EXCERPTED PASSAGE

* START *

# Could this be the best car ad ever?



## Samoa (Apr 4, 2014)




----------



## Paulj100 (Mar 24, 2009)

Lol! Brilliant. Could have been a scene from the new fast and furious film

Paul


----------



## brian1978 (Jul 10, 2013)

But its FWD, it couldn't drive on ice and snow like that :roll:

Be as well make an advert where it fly and shoots rockets out the hideous front end :lol:

Cool cgi add, if a little misleading.


----------



## Shug750S (Feb 6, 2012)

Great advert. But it's still a Peugeot...

Not sure about that rear end, looks like he popped down the breakers for a new tailgate and they only had a red one.


----------



## Hoggy (May 8, 2002)

Hi, Brilliant advert. 8) 
Hoggy.


----------



## Hilly10 (Feb 4, 2004)

Great advert. Don't remember having as much fun in my 1.9 205 GTi in the eighties It was a great car though


----------



## Cloud (Sep 4, 2012)

I haven't seen as much cheese since my trip to Wensleydale! :roll:


----------



## Sandy (May 5, 2014)

Paulj100 said:


> Lol! Brilliant. Could have been a scene from the new fast and furious film
> 
> Paul


James bond movie?.


----------



## blz-8027 (Sep 22, 2013)

He forgot the Milk Tray


----------



## Sandy (May 5, 2014)

blz-8027 said:


> He forgot the Milk Tray


and he was late :lol:


----------



## ZephyR2 (Feb 20, 2013)

blz-8027 said:


> He forgot the Milk Tray


LOL :lol: :lol:

Loved that bit where he casually dusted a bit fluff off his shoulder after he came of the ice


----------



## John-H (Jul 13, 2005)

Fancy trying to sell a car with the rear end not even finished in the same color. Seemed a bit of a missile magnet too. Was it a public information film?


----------



## Kambo (Jan 8, 2015)

Sandy said:


> blz-8027 said:
> 
> 
> > He forgot the Milk Tray
> ...


Sorry I was late love, intermittent electrical fault :wink:


----------



## Cloud (Sep 4, 2012)

Kambo said:


> Sandy said:
> 
> 
> > blz-8027 said:
> ...


You've had a Peugeot too I see! :lol:


----------



## Kambo (Jan 8, 2015)

Cloud said:


> You've had a Peugeot too I see! :lol:


Yeah had a 205 GTi, one of the more fun cars I've had 8) even with all the niggles, but the two renaults after that have put me off everything french - apart from croissants and Le Man 8)

Looking at that ad again that rear end does look a little silly now, I mean its meant to be a finished product isn't it? :roll:


----------

* END *

TO DO
1. Check each statement against the thread about the car ad and answer yes or no, quoting the words of the thread that decide it. (a) brian1978 says the car is front-wheel drive. (b) Hilly10 drove a 1.9 205 GTi in the nineties. (c) Kambo says two Renaults brought a dislike of everything French, with croissants and Le Man as the exceptions.
2. From the thread about the car ad, print word for word the part that opens with the words containing "Be as well make" and closes with "(Feb 6, 2012)".

GIVEN DATA

* START *

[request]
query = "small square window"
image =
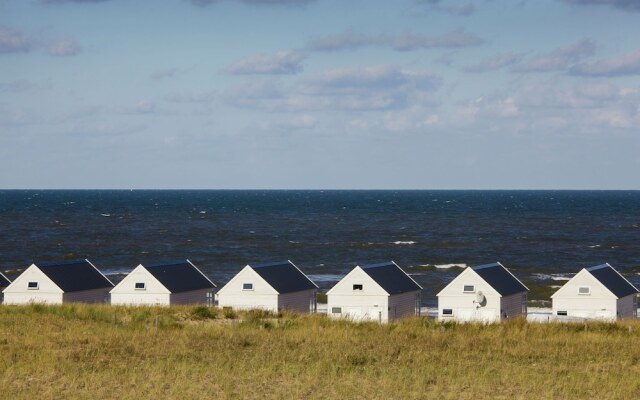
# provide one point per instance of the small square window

* END *

RESULTS IN ORDER
1.
(a) Yes: "But its FWD, it couldn't drive on ice and snow like that"
(b) No: "Don't remember having as much fun in my 1.9 205 GTi in the eighties"
(c) Yes: "the two renaults after that have put me off everything french - apart from croissants and Le Man"

2.
Be as well make an advert where it fly and shoots rockets out the hideous front end :lol:

Cool cgi add, if a little misleading.


----------



## Shug750S (Feb 6, 2012)